> _SOURCE DATA_

· · · · · · ·

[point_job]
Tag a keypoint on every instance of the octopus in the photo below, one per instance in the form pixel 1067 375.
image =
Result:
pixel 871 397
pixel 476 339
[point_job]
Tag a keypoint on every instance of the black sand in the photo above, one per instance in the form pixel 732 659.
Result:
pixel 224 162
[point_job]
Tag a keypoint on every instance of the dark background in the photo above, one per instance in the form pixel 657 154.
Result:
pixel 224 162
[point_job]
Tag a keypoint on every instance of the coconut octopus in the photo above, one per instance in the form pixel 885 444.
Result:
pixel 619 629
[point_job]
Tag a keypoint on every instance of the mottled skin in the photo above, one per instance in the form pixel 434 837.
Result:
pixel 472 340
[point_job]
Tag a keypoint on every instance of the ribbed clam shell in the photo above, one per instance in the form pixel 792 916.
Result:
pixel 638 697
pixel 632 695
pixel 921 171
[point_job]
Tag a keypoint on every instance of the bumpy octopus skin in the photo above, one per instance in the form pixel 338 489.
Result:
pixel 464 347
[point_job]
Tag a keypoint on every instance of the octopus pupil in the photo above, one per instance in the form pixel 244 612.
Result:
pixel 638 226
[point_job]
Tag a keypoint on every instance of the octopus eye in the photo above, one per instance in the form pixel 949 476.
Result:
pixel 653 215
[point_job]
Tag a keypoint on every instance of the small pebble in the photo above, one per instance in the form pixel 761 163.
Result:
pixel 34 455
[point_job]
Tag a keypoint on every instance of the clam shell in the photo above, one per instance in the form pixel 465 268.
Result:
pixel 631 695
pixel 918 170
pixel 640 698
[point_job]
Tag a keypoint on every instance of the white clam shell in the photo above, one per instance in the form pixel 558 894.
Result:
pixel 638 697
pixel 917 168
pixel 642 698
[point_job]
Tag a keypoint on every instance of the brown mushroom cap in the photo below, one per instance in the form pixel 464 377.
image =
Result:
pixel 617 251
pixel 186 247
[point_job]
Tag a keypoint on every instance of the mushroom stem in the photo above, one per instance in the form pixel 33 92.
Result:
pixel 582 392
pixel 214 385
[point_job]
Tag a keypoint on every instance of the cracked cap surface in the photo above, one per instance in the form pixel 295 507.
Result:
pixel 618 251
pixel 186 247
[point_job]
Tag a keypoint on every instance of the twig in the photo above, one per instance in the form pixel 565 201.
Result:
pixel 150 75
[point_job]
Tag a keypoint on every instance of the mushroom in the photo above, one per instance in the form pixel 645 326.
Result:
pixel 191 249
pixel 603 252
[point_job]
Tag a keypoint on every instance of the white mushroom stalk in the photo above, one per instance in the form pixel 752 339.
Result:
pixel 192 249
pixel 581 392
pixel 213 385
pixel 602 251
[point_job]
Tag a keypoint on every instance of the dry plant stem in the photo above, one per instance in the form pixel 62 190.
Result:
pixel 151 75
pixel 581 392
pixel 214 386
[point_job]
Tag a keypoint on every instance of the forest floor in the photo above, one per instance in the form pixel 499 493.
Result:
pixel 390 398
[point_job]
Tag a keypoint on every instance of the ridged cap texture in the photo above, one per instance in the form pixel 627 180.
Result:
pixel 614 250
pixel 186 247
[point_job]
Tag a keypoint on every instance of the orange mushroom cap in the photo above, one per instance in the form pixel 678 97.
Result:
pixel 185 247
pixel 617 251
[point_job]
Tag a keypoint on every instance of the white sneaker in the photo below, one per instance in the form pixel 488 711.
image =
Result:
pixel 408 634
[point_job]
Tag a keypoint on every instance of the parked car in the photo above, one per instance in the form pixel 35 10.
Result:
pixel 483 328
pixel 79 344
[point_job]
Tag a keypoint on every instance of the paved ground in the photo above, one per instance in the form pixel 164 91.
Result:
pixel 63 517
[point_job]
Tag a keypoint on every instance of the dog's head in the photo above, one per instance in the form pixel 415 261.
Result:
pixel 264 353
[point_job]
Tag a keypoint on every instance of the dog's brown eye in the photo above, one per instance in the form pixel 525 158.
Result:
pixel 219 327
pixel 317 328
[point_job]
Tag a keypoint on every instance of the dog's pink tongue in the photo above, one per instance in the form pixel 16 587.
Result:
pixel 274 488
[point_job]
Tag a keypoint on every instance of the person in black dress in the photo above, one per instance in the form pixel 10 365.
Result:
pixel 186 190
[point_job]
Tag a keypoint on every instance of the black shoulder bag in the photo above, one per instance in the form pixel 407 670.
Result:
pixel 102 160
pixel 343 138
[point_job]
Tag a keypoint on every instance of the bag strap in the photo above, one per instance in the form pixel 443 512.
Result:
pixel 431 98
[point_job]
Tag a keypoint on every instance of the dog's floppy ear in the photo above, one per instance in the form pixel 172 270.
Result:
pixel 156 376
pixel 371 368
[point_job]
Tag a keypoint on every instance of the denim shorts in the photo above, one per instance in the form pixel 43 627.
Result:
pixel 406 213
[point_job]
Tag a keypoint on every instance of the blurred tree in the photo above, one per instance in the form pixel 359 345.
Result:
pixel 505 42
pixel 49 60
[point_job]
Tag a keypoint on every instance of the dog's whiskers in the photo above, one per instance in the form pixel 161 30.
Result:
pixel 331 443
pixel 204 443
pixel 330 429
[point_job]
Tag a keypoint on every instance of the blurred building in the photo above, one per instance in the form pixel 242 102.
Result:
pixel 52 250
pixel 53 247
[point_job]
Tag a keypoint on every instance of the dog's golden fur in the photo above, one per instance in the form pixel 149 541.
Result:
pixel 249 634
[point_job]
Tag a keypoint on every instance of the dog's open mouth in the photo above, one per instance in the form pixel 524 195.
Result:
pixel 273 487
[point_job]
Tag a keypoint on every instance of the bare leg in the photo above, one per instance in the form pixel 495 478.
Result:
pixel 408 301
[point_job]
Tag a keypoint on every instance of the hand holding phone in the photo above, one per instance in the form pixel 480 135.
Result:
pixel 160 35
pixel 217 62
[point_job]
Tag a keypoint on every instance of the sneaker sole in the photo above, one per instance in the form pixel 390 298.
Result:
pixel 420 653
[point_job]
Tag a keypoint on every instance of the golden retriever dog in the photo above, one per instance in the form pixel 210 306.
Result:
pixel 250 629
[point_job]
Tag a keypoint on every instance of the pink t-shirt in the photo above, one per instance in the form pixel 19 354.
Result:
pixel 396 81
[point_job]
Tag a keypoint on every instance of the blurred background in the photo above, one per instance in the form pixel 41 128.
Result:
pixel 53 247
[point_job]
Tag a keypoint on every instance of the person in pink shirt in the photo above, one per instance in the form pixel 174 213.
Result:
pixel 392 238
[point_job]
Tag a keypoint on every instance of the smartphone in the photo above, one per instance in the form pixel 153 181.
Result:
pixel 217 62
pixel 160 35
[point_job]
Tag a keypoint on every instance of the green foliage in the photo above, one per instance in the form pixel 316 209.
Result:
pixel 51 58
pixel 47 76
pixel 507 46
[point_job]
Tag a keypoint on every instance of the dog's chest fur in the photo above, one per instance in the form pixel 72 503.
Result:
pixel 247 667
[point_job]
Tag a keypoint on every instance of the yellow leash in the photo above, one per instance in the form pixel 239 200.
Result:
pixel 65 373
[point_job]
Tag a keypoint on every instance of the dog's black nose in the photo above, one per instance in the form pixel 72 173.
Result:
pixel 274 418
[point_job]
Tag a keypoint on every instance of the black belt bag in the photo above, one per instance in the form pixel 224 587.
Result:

· · · · · · ·

> _WORK INSTRUCTIONS_
Write out the records above again, keeping each one identical to the original.

> _RIGHT ANSWER_
[point_job]
Tag a keypoint on every instance of the octopus in the photo below, one per instance in the form pixel 1067 375.
image =
Result:
pixel 871 397
pixel 476 339
[point_job]
Tag a keypoint on every instance of the black sand in the photo above, one per instance in the form pixel 732 659.
Result:
pixel 224 162
[point_job]
Tag a keypoint on every instance of the dark background in the photo above, one per instance in the form pixel 657 154.
Result:
pixel 224 162
[point_job]
Tag a keypoint on every instance of the coconut octopus in the photo above, one per instance in the form pixel 885 444.
Result:
pixel 619 629
[point_job]
Tag a keypoint on every instance of the mottled skin in the photo above, one per instance in the form pixel 434 837.
Result:
pixel 472 340
[point_job]
Tag a keypoint on every instance of the ribbed clam shell in the photo above, one per instance in the form pixel 792 916.
Result:
pixel 638 697
pixel 632 695
pixel 921 171
[point_job]
Tag a keypoint on every instance of the bumpy octopus skin in the photo above, one per instance in the form pixel 338 489.
Result:
pixel 464 347
[point_job]
Tag a keypoint on every instance of the octopus pupil in the photo above, one per instance in the form pixel 244 612.
Result:
pixel 638 226
[point_job]
Tag a keypoint on every instance of the octopus eye in the photo above, one per instance in the form pixel 949 476.
Result:
pixel 653 215
[point_job]
Tag a keypoint on every instance of the small pebble in the photo above, one per instance in the form pixel 761 163.
Result:
pixel 34 455
[point_job]
Tag a keypoint on every instance of the clam shell in the photo above, one per instance in the form pixel 465 268.
Result:
pixel 631 695
pixel 918 170
pixel 640 698
[point_job]
Tag a keypoint on every instance of the white clam shell in the photo above, one per instance in the form pixel 558 894.
Result:
pixel 638 697
pixel 917 168
pixel 642 698
[point_job]
Tag a keypoint on every instance of the brown mushroom cap in the photo below, one per instance in the form pixel 464 377.
image =
Result:
pixel 617 251
pixel 186 247
[point_job]
Tag a keypoint on every instance of the mushroom stem in the photo above, one per instance in the form pixel 33 92.
Result:
pixel 582 392
pixel 214 385
[point_job]
Tag a keypoint on every instance of the cracked cap surface in the photo above, one per instance in the form pixel 295 507.
Result:
pixel 618 251
pixel 186 247
[point_job]
Tag a keypoint on every instance of the twig in the photo above, one per instance in the form pixel 565 201.
Result:
pixel 150 75
[point_job]
Tag a keypoint on every instance of the mushroom in the photo above, one per instance in the form pixel 645 326.
Result:
pixel 191 249
pixel 603 252
[point_job]
Tag a keypoint on every instance of the white mushroom stalk in the photo above, one per instance in the form pixel 752 339.
Result:
pixel 192 249
pixel 581 392
pixel 213 385
pixel 602 251
[point_job]
Tag a keypoint on every instance of the dry plant stem in the photo above, one per instance in the form pixel 62 190.
Result:
pixel 151 75
pixel 581 392
pixel 214 386
[point_job]
Tag a keypoint on every instance of the forest floor in the photo above, one per instance in the form pixel 499 493.
Result:
pixel 390 398
[point_job]
Tag a keypoint on every instance of the ridged cap texture in the photo above, one per instance in the form pixel 627 180.
Result:
pixel 614 250
pixel 186 247
[point_job]
Tag a keypoint on every instance of the orange mushroom cap in the photo above, one per instance in the form pixel 678 97.
Result:
pixel 185 247
pixel 617 251
[point_job]
Tag a keypoint on every instance of the white sneaker in the photo below, one per instance in the form pixel 488 711.
image =
Result:
pixel 408 634
[point_job]
Tag a keypoint on every instance of the parked car in the photo above, one per instance in the form pixel 35 10.
Result:
pixel 483 328
pixel 79 344
[point_job]
Tag a keypoint on every instance of the paved ground in the photo above, one per instance in the form pixel 164 91.
Result:
pixel 63 517
[point_job]
Tag a keypoint on every instance of the dog's head in the photo above, one per instance in the form pixel 415 261.
Result:
pixel 264 353
[point_job]
Tag a keypoint on every instance of the dog's brown eye in the photo above, one per instance in the form pixel 525 158.
Result:
pixel 219 327
pixel 317 328
[point_job]
Tag a keypoint on every instance of the dog's pink tongue in the photo above, one per instance in the form pixel 16 587.
Result:
pixel 274 488
[point_job]
Tag a keypoint on every instance of the person in black dress in the photo above, one per instance in the form pixel 10 365.
Result:
pixel 186 190
[point_job]
Tag a keypoint on every instance of the black shoulder bag in the photo above, one per instance in the form pixel 407 670.
Result:
pixel 102 160
pixel 343 138
[point_job]
Tag a keypoint on every instance of the bag strap in the photo above, one per instance in the form pixel 443 512.
Result:
pixel 431 98
[point_job]
Tag a keypoint on every instance of the dog's floppy ear in the photo above, one per instance in the form pixel 172 270.
Result:
pixel 156 376
pixel 371 368
[point_job]
Tag a keypoint on every instance of the denim shorts in the photo above, one per instance in the form pixel 43 627.
Result:
pixel 406 213
[point_job]
Tag a keypoint on every instance of the blurred tree in the photo above, one per instance in the form pixel 359 345.
Result:
pixel 505 42
pixel 49 60
[point_job]
Tag a keypoint on every instance of the dog's whiskers in the photo above, one per instance in the form pixel 161 30.
Result:
pixel 331 443
pixel 204 443
pixel 330 429
[point_job]
Tag a keypoint on every instance of the blurred building in the photo above, one per instance in the form pixel 242 102.
Result:
pixel 52 250
pixel 53 247
[point_job]
Tag a keypoint on every instance of the dog's golden fur in the photo above, one per instance in the form pixel 149 541.
Result:
pixel 249 634
[point_job]
Tag a keypoint on every instance of the dog's open mouth in the photo above, one per instance in the form pixel 524 195.
Result:
pixel 273 487
[point_job]
Tag a keypoint on every instance of the bare leg in the photo above, one per instance in the form pixel 495 478.
Result:
pixel 408 301
[point_job]
Tag a keypoint on every instance of the hand holding phone in the photo above, one per instance in the form pixel 480 135.
Result:
pixel 160 35
pixel 217 62
[point_job]
Tag a keypoint on every instance of the sneaker sole in the photo above, one per instance in the form pixel 390 298.
Result:
pixel 420 653
[point_job]
Tag a keypoint on every instance of the golden retriever dog in the photo above, one per instance in the form pixel 210 306.
Result:
pixel 250 629
[point_job]
Tag a keypoint on every instance of the pink t-shirt in the photo above, one per instance in the form pixel 19 354.
Result:
pixel 396 81
[point_job]
Tag a keypoint on every instance of the blurred background in the photo above, one per instance in the form pixel 41 128.
Result:
pixel 53 247
[point_job]
Tag a keypoint on every instance of the person in pink shirt in the photo above, one per instance in the form pixel 174 213.
Result:
pixel 392 238
[point_job]
Tag a keypoint on every instance of the smartphone in the photo above, one per instance in the form pixel 153 181.
Result:
pixel 217 62
pixel 160 35
[point_job]
Tag a keypoint on every instance of the green foliage in the photo above, one per instance in the form pixel 316 209.
Result:
pixel 51 58
pixel 47 76
pixel 507 46
[point_job]
Tag a keypoint on every instance of the dog's chest fur in the photo above, one per instance in the form pixel 72 503.
Result:
pixel 247 667
[point_job]
Tag a keypoint on every instance of the yellow leash in the photo above, one per instance in the form pixel 239 200.
Result:
pixel 65 373
[point_job]
Tag a keypoint on every instance of the dog's black nose in the photo above, one per instance in the form pixel 72 173.
Result:
pixel 274 418
[point_job]
Tag a keypoint on every instance of the black belt bag in the photo above, one per instance in the form pixel 224 587.
Result:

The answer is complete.